**WHAT IS REQUIRED:** Work through the data below and give the number of lines holding "Task", nothing more.

**MATERIAL FOR THIS EXERCISE:**
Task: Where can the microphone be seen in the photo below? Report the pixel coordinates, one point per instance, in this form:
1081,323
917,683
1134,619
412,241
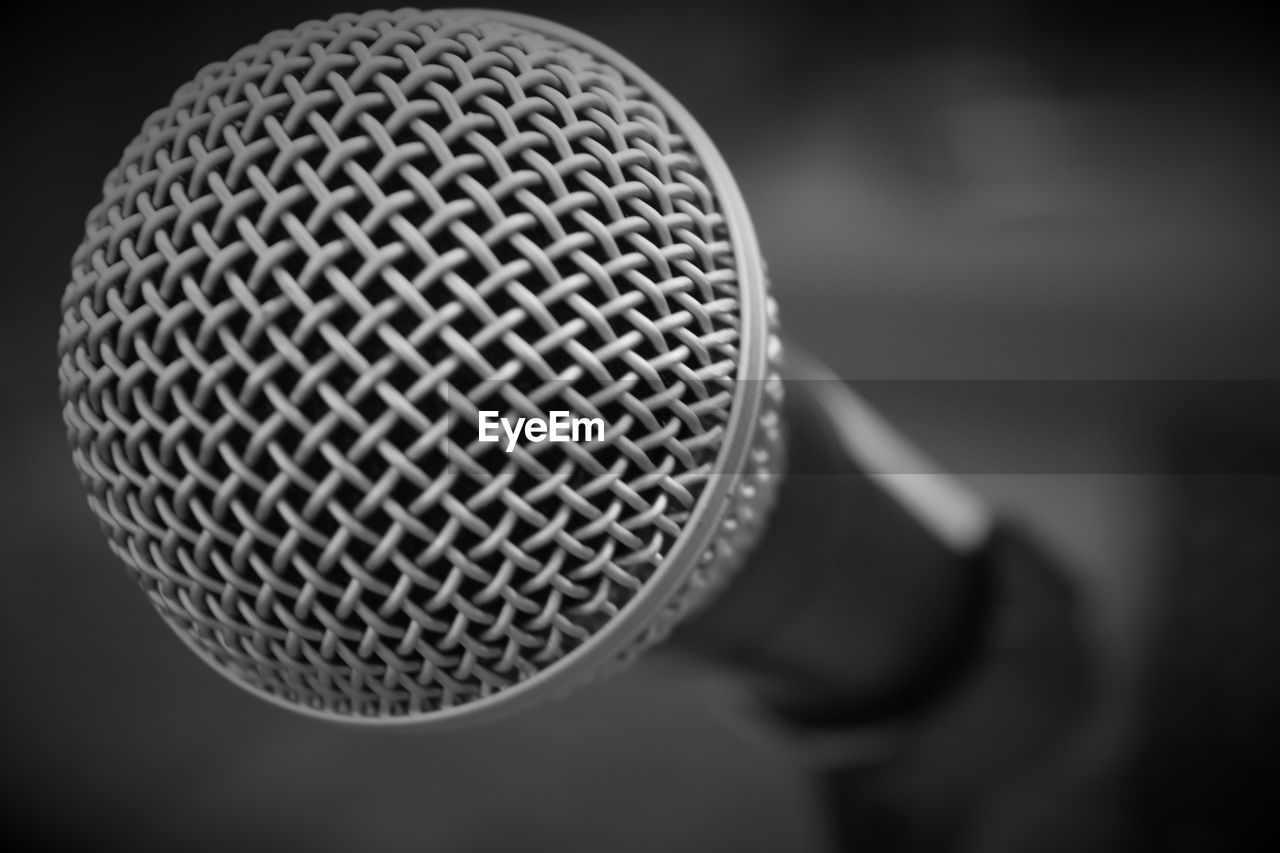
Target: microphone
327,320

--

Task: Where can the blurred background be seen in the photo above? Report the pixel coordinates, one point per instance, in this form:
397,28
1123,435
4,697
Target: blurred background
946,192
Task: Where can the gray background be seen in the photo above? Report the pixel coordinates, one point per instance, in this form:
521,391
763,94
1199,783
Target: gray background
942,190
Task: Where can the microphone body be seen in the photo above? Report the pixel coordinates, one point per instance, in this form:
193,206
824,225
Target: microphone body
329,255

**YOUR RESPONSE:** 4